**EXCERPT TO READ**
☆ ☆ ☆ ☆ ☆
Next we can validate our code by creating plots of the test set equity curve and plot the train and test set windows:

# Extract train and test dates for plotting 
# Train Dates
train.dateslist <- list()
train.dates.loop.length <- rep(1:length(train.list),each=1)
temp <- data.frame()
i=1
for (i in 1:length(train.dates.loop.length)) {
  temp <- data.frame("ID"=paste("train.id",train.dates.loop.length[[i]]))
  date <- train.list[[i]]$Date
  train.dateslist[[i]] <- cbind("Date" = date,ID=temp)

# Test Dates
test.dateslist <- list()
test.dates.loop.length <- rep(1:length(test.list),each=1)
i=1
for (i in 1:length(test.dates.loop.length)) {
  temp <- data.frame("ID"=paste("test.id",test.dates.loop.length[[i]]))
  date <- test.list[[i]]$Date
  test.dateslist[[i]] <- cbind("Date" = date,ID=temp)
  }

# Loop to extract start and end dates of each train / test segment 
train.dates.start <- list()
train.dates.end <- list()
for (i in 1:length(train.dateslist)) {
train.dates.start[[i]] <- train.dateslist[[i]]$Date[1]
train.dates.end[[i]] <- tail(train.dateslist[[i]]$Date,1)
}
test.dates.start <- list()
test.dates.end <- list()
for (i in 1:length(test.dateslist)) {
  test.dates.start[[i]] <- test.dateslist[[i]]$Date[1]
  test.dates.end[[i]] <- tail(test.dateslist[[i]]$Date,1)
☆ ☆ ☆ ☆ ☆
**SET PROBLEM**
Return, without alteration, the portion of the train and test dates excerpt above from "# Loop to extract" to "test.dates.start <- list()".

**STORED DATA**
☆ ☆ ☆ ☆ ☆
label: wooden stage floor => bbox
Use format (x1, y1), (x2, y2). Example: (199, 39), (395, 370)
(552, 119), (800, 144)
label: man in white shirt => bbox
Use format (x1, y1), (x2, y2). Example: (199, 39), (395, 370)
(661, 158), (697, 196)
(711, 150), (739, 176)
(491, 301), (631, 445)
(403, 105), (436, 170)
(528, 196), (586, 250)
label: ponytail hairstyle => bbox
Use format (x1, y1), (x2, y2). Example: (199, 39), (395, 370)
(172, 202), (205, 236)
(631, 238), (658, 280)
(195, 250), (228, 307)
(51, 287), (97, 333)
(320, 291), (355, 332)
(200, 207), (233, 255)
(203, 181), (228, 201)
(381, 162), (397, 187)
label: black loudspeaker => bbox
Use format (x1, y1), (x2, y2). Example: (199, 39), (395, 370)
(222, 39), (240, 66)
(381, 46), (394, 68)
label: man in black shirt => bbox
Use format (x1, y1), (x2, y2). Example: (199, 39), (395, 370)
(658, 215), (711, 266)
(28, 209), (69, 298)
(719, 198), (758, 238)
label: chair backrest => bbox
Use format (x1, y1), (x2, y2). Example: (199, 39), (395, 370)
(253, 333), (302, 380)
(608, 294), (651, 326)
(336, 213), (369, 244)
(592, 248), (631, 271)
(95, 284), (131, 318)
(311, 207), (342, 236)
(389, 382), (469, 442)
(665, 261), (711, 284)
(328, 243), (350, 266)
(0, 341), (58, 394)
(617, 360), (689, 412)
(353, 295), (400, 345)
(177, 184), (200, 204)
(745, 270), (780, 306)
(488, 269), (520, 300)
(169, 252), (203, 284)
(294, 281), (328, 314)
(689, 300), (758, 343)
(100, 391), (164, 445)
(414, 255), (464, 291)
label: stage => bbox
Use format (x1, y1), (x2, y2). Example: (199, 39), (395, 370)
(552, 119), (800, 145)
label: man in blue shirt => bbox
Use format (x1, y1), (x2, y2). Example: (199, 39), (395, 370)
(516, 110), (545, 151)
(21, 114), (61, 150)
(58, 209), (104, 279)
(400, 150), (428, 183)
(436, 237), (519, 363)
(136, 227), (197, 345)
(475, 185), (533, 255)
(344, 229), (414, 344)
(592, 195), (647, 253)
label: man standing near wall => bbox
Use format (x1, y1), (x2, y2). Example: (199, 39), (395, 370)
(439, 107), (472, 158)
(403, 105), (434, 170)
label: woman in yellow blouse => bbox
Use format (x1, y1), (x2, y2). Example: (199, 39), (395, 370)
☆ ☆ ☆ ☆ ☆
**COMPLETED TASK**
# Loop to extract start and end dates of each train / test segment 
train.dates.start <- list()
train.dates.end <- list()
for (i in 1:length(train.dateslist)) {
train.dates.start[[i]] <- train.dateslist[[i]]$Date[1]
train.dates.end[[i]] <- tail(train.dateslist[[i]]$Date,1)
}
test.dates.start <- list()